***** RECORDS SUPPLIED *****

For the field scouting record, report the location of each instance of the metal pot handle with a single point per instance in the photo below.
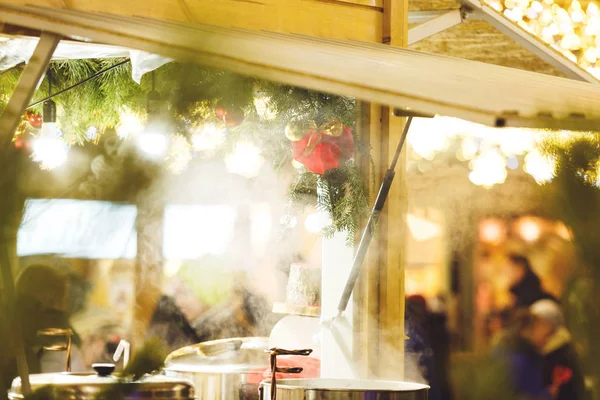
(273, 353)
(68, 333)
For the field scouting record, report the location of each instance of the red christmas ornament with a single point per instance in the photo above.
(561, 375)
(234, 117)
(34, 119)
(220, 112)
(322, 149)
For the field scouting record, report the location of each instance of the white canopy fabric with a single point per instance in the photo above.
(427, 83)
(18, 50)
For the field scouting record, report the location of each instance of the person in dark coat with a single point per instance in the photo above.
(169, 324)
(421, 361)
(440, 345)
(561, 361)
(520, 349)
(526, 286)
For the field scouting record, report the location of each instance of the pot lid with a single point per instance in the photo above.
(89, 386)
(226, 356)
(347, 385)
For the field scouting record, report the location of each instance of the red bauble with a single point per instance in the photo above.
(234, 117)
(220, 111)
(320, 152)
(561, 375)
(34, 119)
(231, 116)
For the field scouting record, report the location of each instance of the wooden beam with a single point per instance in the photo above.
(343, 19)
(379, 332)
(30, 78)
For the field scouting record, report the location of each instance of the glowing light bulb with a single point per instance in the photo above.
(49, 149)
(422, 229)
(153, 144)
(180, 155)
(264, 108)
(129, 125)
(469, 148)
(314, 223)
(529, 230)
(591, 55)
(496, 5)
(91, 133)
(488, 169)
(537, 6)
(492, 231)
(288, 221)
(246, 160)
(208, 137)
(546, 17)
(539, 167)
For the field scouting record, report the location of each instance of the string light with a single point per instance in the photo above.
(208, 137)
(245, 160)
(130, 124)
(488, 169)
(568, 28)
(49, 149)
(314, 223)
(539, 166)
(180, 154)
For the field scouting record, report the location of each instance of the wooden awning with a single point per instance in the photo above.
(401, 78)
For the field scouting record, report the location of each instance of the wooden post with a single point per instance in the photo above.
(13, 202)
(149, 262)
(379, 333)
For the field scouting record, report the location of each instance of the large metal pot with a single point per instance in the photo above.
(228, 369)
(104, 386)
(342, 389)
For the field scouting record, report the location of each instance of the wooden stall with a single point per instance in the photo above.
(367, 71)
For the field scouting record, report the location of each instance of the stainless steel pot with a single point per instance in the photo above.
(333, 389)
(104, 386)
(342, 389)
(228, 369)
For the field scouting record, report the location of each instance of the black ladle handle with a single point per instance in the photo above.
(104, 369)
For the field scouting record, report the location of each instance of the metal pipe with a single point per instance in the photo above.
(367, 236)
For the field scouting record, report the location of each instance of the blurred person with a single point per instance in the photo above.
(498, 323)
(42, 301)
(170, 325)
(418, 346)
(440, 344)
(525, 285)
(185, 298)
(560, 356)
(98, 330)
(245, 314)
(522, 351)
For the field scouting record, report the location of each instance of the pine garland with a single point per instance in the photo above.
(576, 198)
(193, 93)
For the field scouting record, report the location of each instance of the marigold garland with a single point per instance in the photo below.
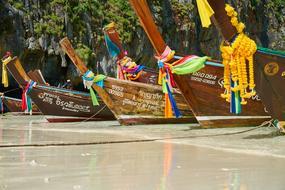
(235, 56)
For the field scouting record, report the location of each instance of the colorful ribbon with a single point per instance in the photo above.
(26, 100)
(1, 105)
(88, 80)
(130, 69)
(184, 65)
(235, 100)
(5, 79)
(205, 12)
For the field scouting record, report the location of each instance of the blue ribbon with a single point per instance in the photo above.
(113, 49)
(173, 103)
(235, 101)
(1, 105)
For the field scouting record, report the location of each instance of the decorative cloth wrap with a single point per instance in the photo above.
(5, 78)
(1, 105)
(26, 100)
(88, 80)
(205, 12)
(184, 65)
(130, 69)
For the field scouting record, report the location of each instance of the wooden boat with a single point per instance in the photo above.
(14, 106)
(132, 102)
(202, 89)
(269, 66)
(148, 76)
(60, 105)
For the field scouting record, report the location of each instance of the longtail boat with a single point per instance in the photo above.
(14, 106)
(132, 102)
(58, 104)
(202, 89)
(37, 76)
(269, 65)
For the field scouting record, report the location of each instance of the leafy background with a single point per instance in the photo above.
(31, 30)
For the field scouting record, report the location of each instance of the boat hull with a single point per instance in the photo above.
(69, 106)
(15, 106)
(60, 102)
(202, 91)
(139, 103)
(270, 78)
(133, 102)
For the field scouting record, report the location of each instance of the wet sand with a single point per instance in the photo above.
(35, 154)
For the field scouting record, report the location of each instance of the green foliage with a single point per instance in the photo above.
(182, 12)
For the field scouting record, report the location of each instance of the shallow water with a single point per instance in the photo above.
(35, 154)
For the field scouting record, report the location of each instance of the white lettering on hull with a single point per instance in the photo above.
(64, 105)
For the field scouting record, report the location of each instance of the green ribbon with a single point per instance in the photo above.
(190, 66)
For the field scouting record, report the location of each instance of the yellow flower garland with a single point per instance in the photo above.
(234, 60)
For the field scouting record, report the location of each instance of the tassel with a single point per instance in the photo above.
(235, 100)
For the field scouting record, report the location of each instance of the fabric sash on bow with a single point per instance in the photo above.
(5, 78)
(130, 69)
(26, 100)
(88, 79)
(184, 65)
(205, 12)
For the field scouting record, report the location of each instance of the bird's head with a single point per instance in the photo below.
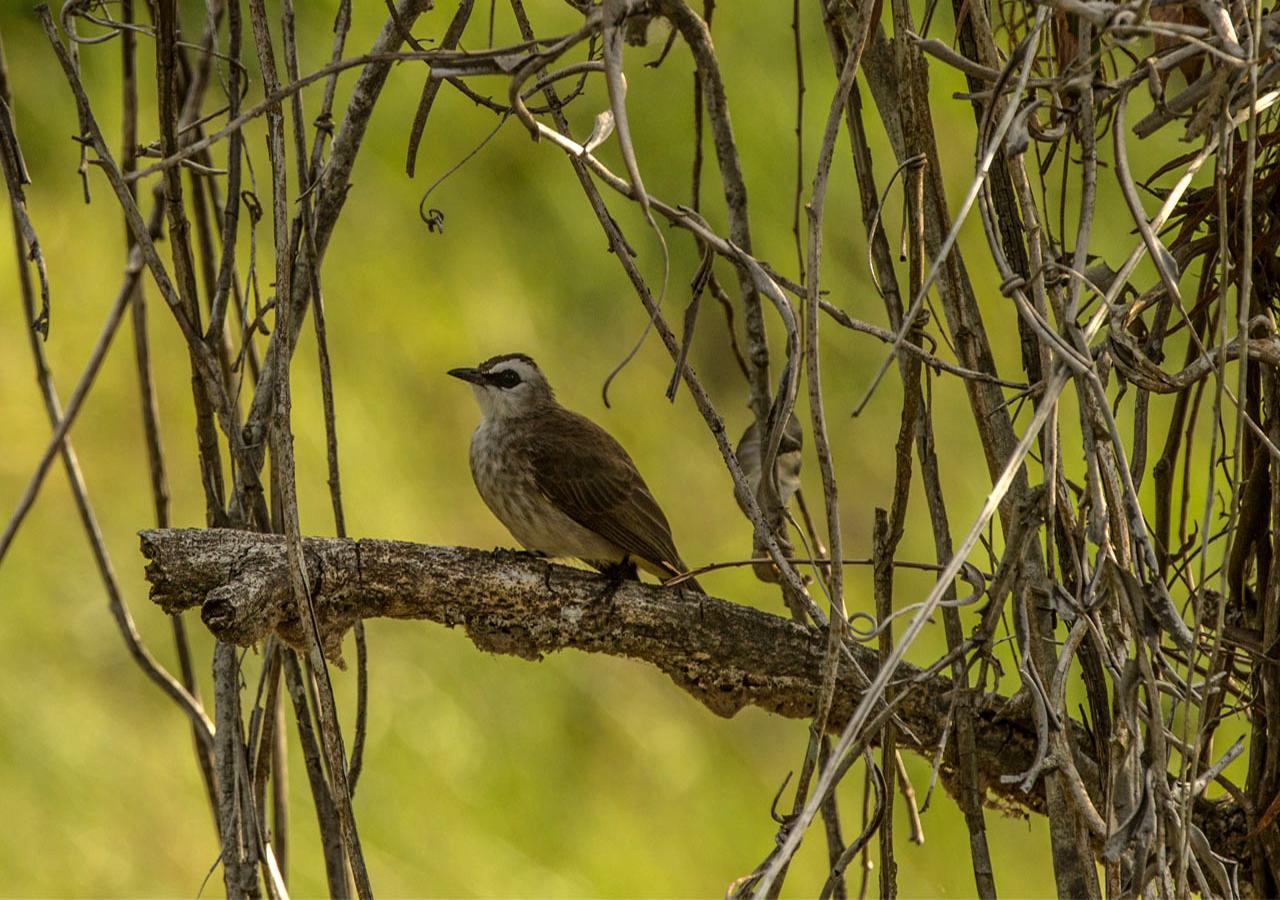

*****

**GIVEN TASK**
Copy the entries above word for word, omitting every picture.

**RESPONSE TO THE TASK**
For the field scouting record, report the location of each instance of the metal pot handle with a single point per instance in the photo below.
(273, 353)
(68, 333)
For the field scouting record, report the location of each instance of the red christmas ornament with a single point per instance in the photo above.
(561, 375)
(234, 117)
(34, 119)
(220, 112)
(322, 149)
For the field scouting record, report the location of each instance of the white canopy fabric with a single point per instance in the photo above.
(427, 83)
(18, 50)
For the field scouting record, report the location of each instance of the person in dark coat with a single point per instance in the photo above.
(169, 324)
(421, 361)
(440, 345)
(561, 361)
(520, 349)
(526, 286)
For the field scouting record, report the location of each instance of the pot lid with a single point per instance in the photo above.
(89, 386)
(226, 356)
(347, 385)
For the field scouting record, report the location of each instance of the red bauble with a single point per instance in the photo above.
(234, 117)
(220, 111)
(320, 152)
(561, 375)
(34, 119)
(231, 116)
For the field scouting record, report the location of each instance of the wooden beam with a single point per instance in the photo above.
(343, 19)
(379, 332)
(30, 78)
For the field scouting record, report the location of each instance of the glowing light bulb with a single point per instance in the photo above.
(49, 149)
(422, 229)
(153, 144)
(180, 155)
(264, 108)
(129, 125)
(469, 148)
(314, 223)
(529, 230)
(591, 55)
(496, 5)
(91, 133)
(488, 169)
(537, 6)
(492, 231)
(288, 221)
(246, 160)
(208, 137)
(546, 17)
(539, 167)
For the field scouting record, report the location of each instance of the string light with a single point per instance in the photo above.
(208, 137)
(245, 160)
(130, 124)
(488, 169)
(568, 28)
(49, 149)
(314, 223)
(539, 166)
(180, 154)
For the field scouting record, report the location of each instance of the wooden awning with a single point per instance in the photo above.
(401, 78)
For the field scouting record, report the location of each instance of the wooden post with a single point per instance in the photo above.
(13, 202)
(149, 262)
(379, 333)
For the field scouting record, report the location of each instance of the large metal pot with a single point per instance in the photo above.
(228, 369)
(104, 386)
(342, 389)
For the field scouting record, report the location of each instance of the wooden stall with a single point per instance in the photo above.
(367, 71)
For the field scouting record, report the location of each instance of the stainless steel pot with a single point per instance in the photo above.
(333, 389)
(104, 386)
(342, 389)
(228, 369)
For the field scouting record, report the location of each instance of the black ladle handle with a single point per instance in the photo above.
(104, 369)
For the field scouting record, report the location of each instance of the metal pipe with a single point per instance in the photo above.
(367, 236)
For the field scouting record, report the location of each instance of the blurred person with a single point per instance in the photo above.
(498, 323)
(42, 301)
(170, 325)
(418, 346)
(440, 344)
(525, 285)
(185, 298)
(560, 356)
(98, 330)
(245, 314)
(522, 351)
For the field scouting record, report the location of each instance of the pine garland with a single point per instance in the photo above.
(576, 198)
(193, 93)
For the field scouting record, report the location of each instance of the marigold garland with a single point per instance in the photo below.
(235, 56)
For the field scouting record, report the location of each instance of the colorful ribbon with a single point per instance in the photo above.
(26, 100)
(1, 105)
(88, 80)
(130, 69)
(184, 65)
(235, 100)
(5, 79)
(205, 12)
For the field scouting record, report the location of each instance of the blue ribbon with a single point per instance in the photo above.
(113, 49)
(173, 103)
(235, 101)
(1, 105)
For the field scouting record, report the location of each instance of the decorative cloth wrap with a single point per instance in the photo above.
(5, 78)
(1, 105)
(26, 100)
(88, 80)
(205, 12)
(184, 65)
(130, 69)
For the field scouting record, report the location of each instance of the wooden boat with a single point per instance in the photo above.
(14, 106)
(132, 102)
(202, 89)
(269, 66)
(148, 76)
(60, 105)
For the field scouting record, report the location of each instance of the longtail boat with a single point per instance in the photo above.
(14, 106)
(132, 102)
(58, 104)
(202, 89)
(37, 76)
(269, 65)
For the field scouting record, report the location of each instance of the leafy background with a single point per instance in the photo above.
(31, 30)
For the field scouting record, report the location of each instance of the boat hull with a single point per instance in the photo above.
(69, 106)
(15, 106)
(60, 102)
(202, 91)
(139, 103)
(270, 78)
(133, 102)
For the field scouting record, report the location of each instance of the wet sand with a single point per instance in the photo above.
(35, 154)
For the field scouting record, report the location of each instance of the green foliage with a single point per instance in the photo above.
(182, 12)
For the field scouting record, report the location of each instance of the shallow water with a single point per instance in the photo above.
(35, 154)
For the field scouting record, report the location of each instance of the white lettering on hull with a single point per instance in the photo above.
(64, 105)
For the field scouting record, report the location of each instance of the green ribbon with a single point per instance in the photo above.
(190, 66)
For the field scouting record, report the location of each instance of the yellow flower garland with a single point per instance in the photo above.
(234, 60)
For the field scouting record, report the location of each instance of the tassel with a single point per instance in the photo above.
(235, 100)
For the field scouting record, report the location of each instance of the fabric sash on bow with a single point per instance in the photo above.
(5, 78)
(130, 69)
(26, 100)
(88, 79)
(184, 65)
(205, 12)
For the field scouting record, report the location of each instance of the bird's head with a single point per instance in the photo below.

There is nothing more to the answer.